Report each line in the data below that includes the word "table", copying those lines in full.

[Object position labeling entries]
......

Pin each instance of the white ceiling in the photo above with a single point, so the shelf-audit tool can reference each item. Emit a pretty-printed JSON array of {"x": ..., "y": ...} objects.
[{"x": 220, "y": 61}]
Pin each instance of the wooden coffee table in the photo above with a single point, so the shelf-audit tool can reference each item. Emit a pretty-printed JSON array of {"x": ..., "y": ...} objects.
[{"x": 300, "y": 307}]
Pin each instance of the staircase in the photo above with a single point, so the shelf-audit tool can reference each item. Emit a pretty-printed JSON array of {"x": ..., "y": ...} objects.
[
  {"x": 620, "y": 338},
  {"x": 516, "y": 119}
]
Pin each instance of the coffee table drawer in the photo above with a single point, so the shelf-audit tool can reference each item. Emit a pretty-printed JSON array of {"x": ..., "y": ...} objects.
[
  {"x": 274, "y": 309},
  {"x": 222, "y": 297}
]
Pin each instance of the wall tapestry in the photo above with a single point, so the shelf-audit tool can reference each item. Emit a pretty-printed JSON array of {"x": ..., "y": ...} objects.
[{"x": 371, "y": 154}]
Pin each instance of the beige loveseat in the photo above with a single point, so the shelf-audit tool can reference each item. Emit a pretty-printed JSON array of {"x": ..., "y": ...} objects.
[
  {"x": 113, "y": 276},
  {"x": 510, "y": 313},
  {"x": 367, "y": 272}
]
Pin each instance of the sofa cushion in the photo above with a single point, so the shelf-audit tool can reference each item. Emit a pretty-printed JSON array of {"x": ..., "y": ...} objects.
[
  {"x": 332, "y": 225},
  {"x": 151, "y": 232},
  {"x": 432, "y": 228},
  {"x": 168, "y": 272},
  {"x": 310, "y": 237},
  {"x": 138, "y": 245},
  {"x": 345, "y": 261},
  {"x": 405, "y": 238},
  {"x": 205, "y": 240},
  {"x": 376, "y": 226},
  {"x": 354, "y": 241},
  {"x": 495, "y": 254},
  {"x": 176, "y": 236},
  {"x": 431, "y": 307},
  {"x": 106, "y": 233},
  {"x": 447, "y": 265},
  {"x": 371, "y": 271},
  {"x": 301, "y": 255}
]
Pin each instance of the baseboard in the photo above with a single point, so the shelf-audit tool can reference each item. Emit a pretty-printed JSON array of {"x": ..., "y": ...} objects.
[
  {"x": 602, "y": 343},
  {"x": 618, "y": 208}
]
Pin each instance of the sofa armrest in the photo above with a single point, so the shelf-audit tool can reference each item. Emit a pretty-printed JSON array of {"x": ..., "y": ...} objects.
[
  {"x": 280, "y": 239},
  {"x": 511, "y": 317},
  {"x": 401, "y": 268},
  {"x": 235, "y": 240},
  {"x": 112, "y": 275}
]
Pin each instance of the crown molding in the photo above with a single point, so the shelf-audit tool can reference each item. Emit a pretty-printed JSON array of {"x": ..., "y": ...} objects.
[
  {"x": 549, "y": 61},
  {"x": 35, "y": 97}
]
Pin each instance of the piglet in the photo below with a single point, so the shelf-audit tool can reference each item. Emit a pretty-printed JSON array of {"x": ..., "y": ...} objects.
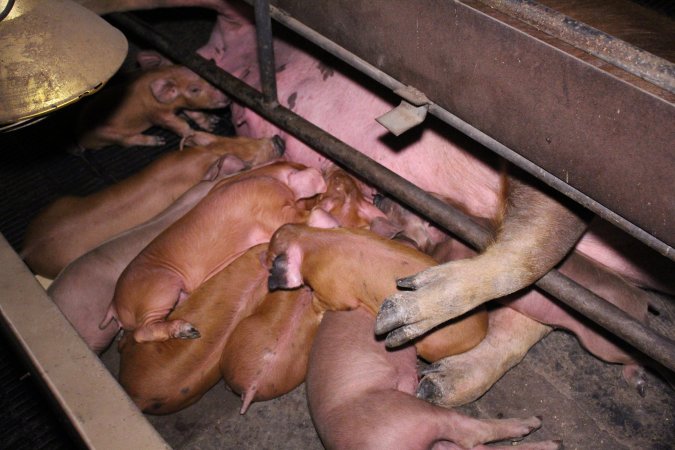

......

Reply:
Pin each instance of the wooden coffee table in the photo above with a single point, so the shelf-audit tool can reference each item. Emit a pretty-printed JSON array of {"x": ..., "y": ...} objects.
Pin each instance of the coffee table drawer in the photo above with a single point, so the shelf-audit tool can reference each item. Emit a pretty-printed JSON array of {"x": ..., "y": ...} objects.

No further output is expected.